#### [Exercise input]

§

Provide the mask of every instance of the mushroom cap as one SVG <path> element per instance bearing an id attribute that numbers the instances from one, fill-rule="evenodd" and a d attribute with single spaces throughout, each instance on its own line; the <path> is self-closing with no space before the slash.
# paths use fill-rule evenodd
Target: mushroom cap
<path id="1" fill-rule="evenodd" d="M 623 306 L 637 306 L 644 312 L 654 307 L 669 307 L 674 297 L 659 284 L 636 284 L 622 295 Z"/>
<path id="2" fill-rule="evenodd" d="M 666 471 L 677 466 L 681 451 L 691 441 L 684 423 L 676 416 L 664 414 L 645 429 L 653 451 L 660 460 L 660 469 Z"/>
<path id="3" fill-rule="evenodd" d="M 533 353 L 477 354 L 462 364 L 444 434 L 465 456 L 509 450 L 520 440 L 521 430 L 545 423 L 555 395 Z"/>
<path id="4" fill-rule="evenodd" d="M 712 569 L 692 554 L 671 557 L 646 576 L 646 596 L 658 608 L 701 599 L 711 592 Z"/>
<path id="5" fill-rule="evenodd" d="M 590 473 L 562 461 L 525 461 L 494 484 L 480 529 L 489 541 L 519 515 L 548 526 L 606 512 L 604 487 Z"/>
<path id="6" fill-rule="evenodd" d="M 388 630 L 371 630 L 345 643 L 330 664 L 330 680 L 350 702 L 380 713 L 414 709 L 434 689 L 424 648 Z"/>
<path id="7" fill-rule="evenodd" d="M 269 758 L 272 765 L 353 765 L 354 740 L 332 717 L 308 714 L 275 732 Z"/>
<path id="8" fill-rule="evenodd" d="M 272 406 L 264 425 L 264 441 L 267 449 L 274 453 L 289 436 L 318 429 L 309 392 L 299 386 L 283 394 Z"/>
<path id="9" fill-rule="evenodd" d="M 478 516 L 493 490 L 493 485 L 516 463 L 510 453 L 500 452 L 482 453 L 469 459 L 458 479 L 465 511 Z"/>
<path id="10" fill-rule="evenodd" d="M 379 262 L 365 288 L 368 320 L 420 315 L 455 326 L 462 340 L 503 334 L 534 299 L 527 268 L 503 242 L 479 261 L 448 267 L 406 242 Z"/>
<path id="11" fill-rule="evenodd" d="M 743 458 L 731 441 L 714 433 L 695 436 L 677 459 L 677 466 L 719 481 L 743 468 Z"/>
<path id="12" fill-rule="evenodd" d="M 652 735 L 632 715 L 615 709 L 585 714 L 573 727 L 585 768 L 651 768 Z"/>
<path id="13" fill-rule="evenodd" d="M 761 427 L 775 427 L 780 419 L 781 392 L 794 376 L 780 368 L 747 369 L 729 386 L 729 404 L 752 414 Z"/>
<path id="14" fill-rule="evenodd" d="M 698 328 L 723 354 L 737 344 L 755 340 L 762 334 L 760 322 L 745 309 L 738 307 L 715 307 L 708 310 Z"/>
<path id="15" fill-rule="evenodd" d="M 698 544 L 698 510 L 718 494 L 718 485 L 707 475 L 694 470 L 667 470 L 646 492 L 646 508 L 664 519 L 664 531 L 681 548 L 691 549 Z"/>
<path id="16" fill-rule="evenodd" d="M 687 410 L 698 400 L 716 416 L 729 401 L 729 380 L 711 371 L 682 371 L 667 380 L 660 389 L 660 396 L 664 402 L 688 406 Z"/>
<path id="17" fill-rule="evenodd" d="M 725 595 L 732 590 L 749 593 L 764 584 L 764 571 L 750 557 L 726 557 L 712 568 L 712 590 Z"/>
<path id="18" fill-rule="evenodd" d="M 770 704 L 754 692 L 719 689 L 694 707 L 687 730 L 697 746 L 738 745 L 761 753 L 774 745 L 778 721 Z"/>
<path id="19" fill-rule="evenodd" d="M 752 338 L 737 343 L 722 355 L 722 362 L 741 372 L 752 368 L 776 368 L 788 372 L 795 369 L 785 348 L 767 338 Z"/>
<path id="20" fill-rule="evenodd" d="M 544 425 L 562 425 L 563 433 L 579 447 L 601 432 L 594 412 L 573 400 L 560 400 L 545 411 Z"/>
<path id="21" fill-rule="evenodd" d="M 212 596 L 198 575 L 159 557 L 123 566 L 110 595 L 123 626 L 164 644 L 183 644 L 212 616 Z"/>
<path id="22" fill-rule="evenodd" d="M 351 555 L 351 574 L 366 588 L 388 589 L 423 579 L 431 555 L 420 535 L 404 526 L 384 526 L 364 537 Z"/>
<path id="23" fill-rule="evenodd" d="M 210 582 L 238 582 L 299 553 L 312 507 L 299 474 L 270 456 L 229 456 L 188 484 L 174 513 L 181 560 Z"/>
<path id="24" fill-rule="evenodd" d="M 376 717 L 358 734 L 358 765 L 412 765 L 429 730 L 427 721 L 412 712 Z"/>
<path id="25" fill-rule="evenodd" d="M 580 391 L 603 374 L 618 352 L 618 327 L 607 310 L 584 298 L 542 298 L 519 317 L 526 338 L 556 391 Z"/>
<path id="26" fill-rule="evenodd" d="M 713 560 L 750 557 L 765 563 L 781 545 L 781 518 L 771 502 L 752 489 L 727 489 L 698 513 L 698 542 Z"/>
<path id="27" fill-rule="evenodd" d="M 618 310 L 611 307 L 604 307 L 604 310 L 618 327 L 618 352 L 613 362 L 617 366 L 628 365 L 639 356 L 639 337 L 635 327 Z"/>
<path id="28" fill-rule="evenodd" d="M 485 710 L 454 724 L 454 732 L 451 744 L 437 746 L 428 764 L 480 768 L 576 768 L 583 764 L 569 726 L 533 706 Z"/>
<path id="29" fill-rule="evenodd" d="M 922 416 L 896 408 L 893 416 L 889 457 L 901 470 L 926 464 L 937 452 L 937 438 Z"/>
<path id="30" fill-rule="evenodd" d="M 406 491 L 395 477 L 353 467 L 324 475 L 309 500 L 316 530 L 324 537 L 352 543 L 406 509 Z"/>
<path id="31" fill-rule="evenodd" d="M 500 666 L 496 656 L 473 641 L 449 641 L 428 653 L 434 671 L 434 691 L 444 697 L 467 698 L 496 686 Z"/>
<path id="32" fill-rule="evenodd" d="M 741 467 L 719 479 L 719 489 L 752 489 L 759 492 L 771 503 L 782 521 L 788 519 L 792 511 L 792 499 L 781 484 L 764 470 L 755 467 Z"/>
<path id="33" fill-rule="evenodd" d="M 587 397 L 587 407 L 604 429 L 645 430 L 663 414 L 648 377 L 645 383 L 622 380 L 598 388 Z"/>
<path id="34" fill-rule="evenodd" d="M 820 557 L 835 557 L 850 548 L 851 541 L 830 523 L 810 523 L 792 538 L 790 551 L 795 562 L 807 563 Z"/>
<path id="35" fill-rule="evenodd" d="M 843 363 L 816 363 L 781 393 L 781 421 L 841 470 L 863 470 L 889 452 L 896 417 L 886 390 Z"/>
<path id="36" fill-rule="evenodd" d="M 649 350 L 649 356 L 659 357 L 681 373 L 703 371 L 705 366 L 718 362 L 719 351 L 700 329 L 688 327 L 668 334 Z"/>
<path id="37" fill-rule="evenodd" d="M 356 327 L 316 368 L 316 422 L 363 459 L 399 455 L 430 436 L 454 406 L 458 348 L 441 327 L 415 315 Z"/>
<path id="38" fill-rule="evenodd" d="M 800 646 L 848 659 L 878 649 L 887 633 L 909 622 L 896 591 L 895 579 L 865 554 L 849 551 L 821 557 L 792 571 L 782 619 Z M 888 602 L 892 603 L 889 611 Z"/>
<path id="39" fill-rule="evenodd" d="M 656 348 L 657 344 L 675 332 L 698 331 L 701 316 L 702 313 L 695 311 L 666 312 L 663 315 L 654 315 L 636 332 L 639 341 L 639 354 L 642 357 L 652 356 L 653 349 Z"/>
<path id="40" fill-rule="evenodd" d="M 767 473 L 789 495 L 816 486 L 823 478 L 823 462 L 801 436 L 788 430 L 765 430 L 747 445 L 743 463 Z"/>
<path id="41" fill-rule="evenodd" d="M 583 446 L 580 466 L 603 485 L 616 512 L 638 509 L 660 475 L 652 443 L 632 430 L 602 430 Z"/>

§

Up to and including the line with "# paths use fill-rule evenodd", please return the records exactly, beginning from their first line.

Provide the mask of every instance of the mushroom cap as one SVG <path> element per instance bearing an id attribute that numbers the instances from one, fill-rule="evenodd" and a d attribute with single spaces throughout, each instance on its own line; the <path> is self-closing with no space before the slash.
# paths use fill-rule evenodd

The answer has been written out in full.